Start of Document passage

Survivor contestant JT says a bacterial infection that was growing "progressively worse" led to his surprise decision to quit during last night's episode.
"(It) couldn't be treated in the game," he says. "I was dehydrated the whole time, so I was just sort of laying there by myself. I wasn't really engaging with anyone for close to a week."
JT says the decision came down to the fact that he went into the game for himself, and once he fell ill, he no longer felt like he was playing the game properly.
"I went on for my own enjoyment, and at the point I left I wasn't playing, I was just existing," he says. "My thinking was, I wasn't gonna be able to physically continue and there was a broader risk of infection, of making it far more serious. The worst thing that I could have done was survived to the merge at the expense of someone else, and then be pulled early in the merge."
JT's ruthless gameplay and humourous attitude has earned him the respect of Survivor fans from all over the world - a reaction which he says made him reflect on his decision to leave.
"(There has) been such widespread adulation from some of the people in the fan community, which I never expected," he says. "I didn't think I'd be in the edit that much, so it's hard, when you see it back on TV, you only have the fun parts. You don't have the part of like, dealing with this infection, just lying listlessly in the shade near the well for eight hours a day."

End of Document passage
Start of Exercise data

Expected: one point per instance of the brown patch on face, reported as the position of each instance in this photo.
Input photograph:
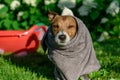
(64, 23)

End of Exercise data

Requirement 1
Rewrite the part of the Survivor article that opens with the words containing "Survivor contestant JT" and closes with "last night's episode.", putting "viral infection" in place of "bacterial infection".
Requirement 2
In the Survivor article, where does JT say he lay listlessly for eight hours a day?
Requirement 3
Can you continue the Survivor article about JT from where it stops?
The listing has no connection to the Survivor article.

Exercise response 1
Survivor contestant JT says a viral infection that was growing "progressively worse" led to his surprise decision to quit during last night's episode.

Exercise response 2
In the shade near the well.

Exercise response 3
Moving forward, JT says he's rooting for his original Chani tribemate Eve.
"She's been under-edited," he says. "She was playing awesome, it's a shame that it hasn't come through ... Eve was perhaps not great at expressing her strategy to camera, but she was really good."
JT says the way this season of Survivor has played out has a lot to do with the way Kiwis perceive strength.
"There is a very consistent theme of perceptions ... and I think that goes for the way some people have been perceived as 'strong players', and someone like Eve, who I see as being good across all aspects of the game, has been not perceived as a 'strong player'."
In regards to discussions that sexism may have had something to do with the early eliminations of several strong female characters, JT says it comes back to our ideas of strength. "What New Zealand defines in our culture as strength, I have an issue with that," he says. "It's very arbitrary for me."